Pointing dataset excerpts
## BEGIN

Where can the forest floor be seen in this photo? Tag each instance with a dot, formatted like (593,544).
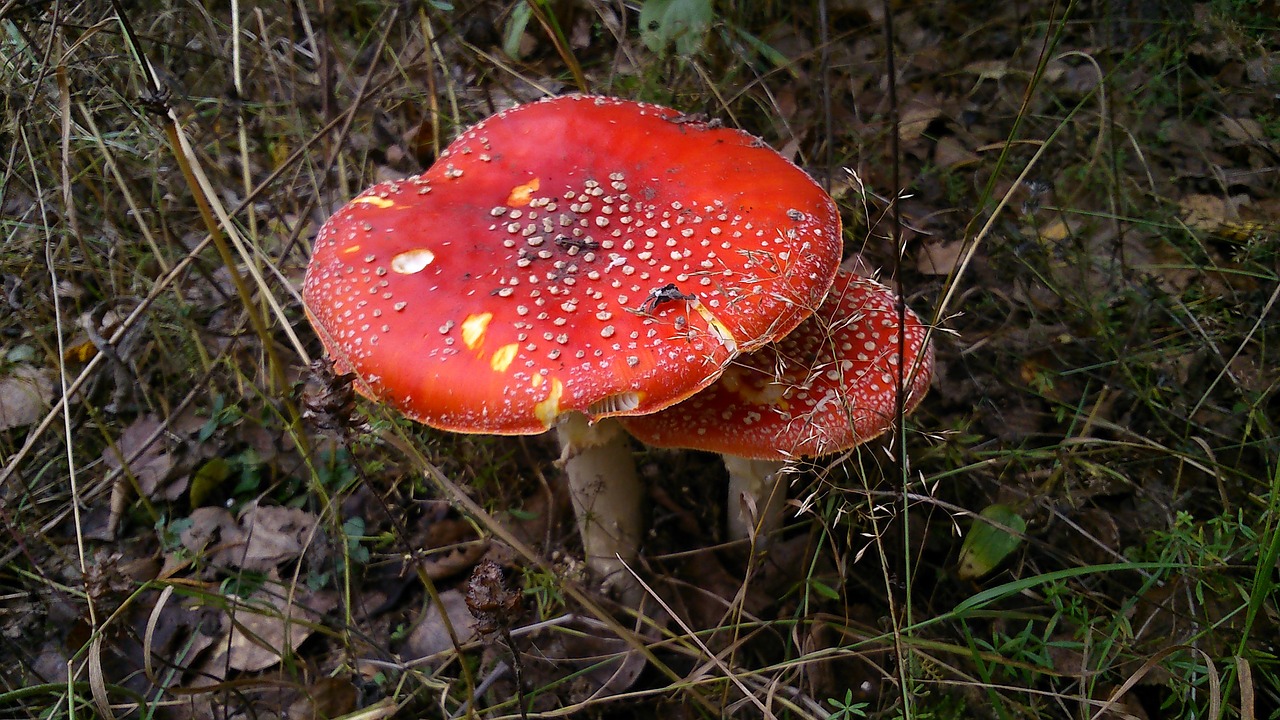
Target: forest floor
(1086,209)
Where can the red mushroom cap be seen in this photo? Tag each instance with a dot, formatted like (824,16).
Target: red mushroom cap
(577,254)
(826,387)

## END

§ Exercise prompt
Please render the records above as a two-column CSV with the headers "prompt" and "points", one row per record, putting each field in quotes and replacing line breaks with spaces. Leave the pictures out.

§ Answer to this task
prompt,points
"Where can the forest floor be seen in this photo? Tag each instance with a dot, formatted like (593,544). Target: forest floor","(1086,209)"
"Where can the red mushroom cap be seen in this photo? Tag each instance with a dot, formatted like (824,16). Target: red mushroom cap","(577,254) (826,387)"